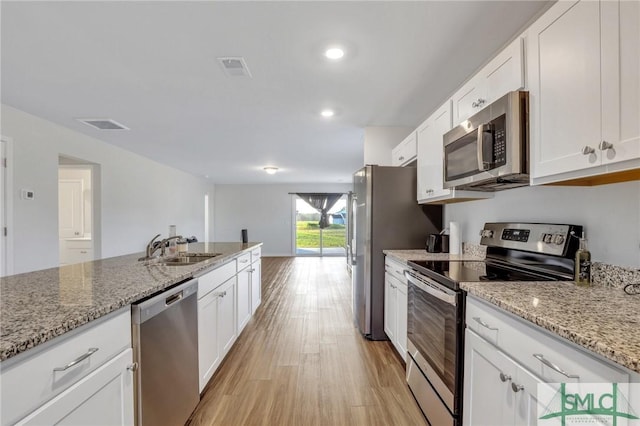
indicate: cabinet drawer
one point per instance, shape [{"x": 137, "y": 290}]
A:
[
  {"x": 256, "y": 254},
  {"x": 30, "y": 381},
  {"x": 215, "y": 278},
  {"x": 244, "y": 261},
  {"x": 532, "y": 346},
  {"x": 395, "y": 269}
]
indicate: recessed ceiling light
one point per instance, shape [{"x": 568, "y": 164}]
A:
[{"x": 334, "y": 53}]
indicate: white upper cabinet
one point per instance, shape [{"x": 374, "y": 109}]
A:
[
  {"x": 583, "y": 81},
  {"x": 430, "y": 161},
  {"x": 503, "y": 74},
  {"x": 621, "y": 81},
  {"x": 405, "y": 152}
]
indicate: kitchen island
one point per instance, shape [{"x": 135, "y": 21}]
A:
[{"x": 41, "y": 305}]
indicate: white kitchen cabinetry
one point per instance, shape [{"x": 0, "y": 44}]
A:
[
  {"x": 45, "y": 386},
  {"x": 104, "y": 397},
  {"x": 507, "y": 359},
  {"x": 395, "y": 305},
  {"x": 256, "y": 279},
  {"x": 244, "y": 291},
  {"x": 584, "y": 76},
  {"x": 503, "y": 74},
  {"x": 216, "y": 319},
  {"x": 430, "y": 161},
  {"x": 405, "y": 152}
]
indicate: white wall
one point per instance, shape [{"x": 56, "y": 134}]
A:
[
  {"x": 609, "y": 213},
  {"x": 266, "y": 211},
  {"x": 379, "y": 141},
  {"x": 140, "y": 198}
]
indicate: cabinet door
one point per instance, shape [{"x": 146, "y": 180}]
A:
[
  {"x": 226, "y": 316},
  {"x": 208, "y": 354},
  {"x": 243, "y": 298},
  {"x": 488, "y": 398},
  {"x": 620, "y": 81},
  {"x": 390, "y": 307},
  {"x": 401, "y": 319},
  {"x": 564, "y": 77},
  {"x": 104, "y": 397},
  {"x": 469, "y": 99},
  {"x": 505, "y": 73},
  {"x": 256, "y": 285}
]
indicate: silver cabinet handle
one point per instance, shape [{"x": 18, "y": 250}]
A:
[
  {"x": 516, "y": 387},
  {"x": 551, "y": 365},
  {"x": 484, "y": 324},
  {"x": 604, "y": 145},
  {"x": 587, "y": 150},
  {"x": 81, "y": 358}
]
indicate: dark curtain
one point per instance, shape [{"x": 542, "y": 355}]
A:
[{"x": 322, "y": 203}]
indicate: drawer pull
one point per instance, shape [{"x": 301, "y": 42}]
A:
[
  {"x": 484, "y": 324},
  {"x": 504, "y": 377},
  {"x": 551, "y": 365},
  {"x": 81, "y": 358}
]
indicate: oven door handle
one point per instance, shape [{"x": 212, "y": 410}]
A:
[{"x": 433, "y": 289}]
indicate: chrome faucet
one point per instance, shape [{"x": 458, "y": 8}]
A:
[
  {"x": 163, "y": 243},
  {"x": 152, "y": 247}
]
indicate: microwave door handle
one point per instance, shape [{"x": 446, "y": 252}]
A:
[{"x": 480, "y": 150}]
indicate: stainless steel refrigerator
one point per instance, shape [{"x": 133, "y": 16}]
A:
[{"x": 386, "y": 216}]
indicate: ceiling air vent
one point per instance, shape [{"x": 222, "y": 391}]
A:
[
  {"x": 234, "y": 67},
  {"x": 103, "y": 123}
]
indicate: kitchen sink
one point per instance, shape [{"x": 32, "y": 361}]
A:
[{"x": 185, "y": 259}]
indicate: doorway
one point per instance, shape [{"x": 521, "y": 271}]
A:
[
  {"x": 310, "y": 239},
  {"x": 78, "y": 197}
]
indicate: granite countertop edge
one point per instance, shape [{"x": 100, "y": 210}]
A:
[{"x": 11, "y": 347}]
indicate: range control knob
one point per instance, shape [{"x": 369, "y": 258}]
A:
[{"x": 558, "y": 239}]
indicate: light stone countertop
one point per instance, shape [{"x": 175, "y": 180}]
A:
[
  {"x": 601, "y": 318},
  {"x": 37, "y": 306}
]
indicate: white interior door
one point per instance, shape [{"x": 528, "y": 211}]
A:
[{"x": 70, "y": 216}]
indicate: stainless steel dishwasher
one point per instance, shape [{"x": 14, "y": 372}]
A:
[{"x": 165, "y": 345}]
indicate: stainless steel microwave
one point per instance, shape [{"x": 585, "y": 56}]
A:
[{"x": 490, "y": 150}]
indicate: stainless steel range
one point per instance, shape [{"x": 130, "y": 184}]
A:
[{"x": 435, "y": 331}]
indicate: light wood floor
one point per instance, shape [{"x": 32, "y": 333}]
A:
[{"x": 300, "y": 361}]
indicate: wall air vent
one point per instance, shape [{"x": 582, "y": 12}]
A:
[
  {"x": 102, "y": 123},
  {"x": 234, "y": 67}
]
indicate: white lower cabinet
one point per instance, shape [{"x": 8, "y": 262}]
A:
[
  {"x": 244, "y": 298},
  {"x": 216, "y": 322},
  {"x": 508, "y": 361},
  {"x": 81, "y": 378},
  {"x": 104, "y": 397},
  {"x": 395, "y": 306}
]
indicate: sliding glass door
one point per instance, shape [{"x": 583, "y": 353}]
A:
[{"x": 310, "y": 240}]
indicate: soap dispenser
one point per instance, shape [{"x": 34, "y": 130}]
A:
[{"x": 582, "y": 273}]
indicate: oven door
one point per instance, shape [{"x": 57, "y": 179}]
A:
[{"x": 434, "y": 336}]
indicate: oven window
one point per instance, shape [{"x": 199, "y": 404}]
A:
[
  {"x": 432, "y": 329},
  {"x": 461, "y": 157}
]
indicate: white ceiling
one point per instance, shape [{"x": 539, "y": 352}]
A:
[{"x": 152, "y": 67}]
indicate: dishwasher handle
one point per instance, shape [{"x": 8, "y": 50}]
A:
[{"x": 167, "y": 299}]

• Task brief: Working from the entries above, find every line in which the word "dishwasher" occurs and copy it.

• Output for this task:
indicate: stainless steel dishwasher
indicate: dishwasher handle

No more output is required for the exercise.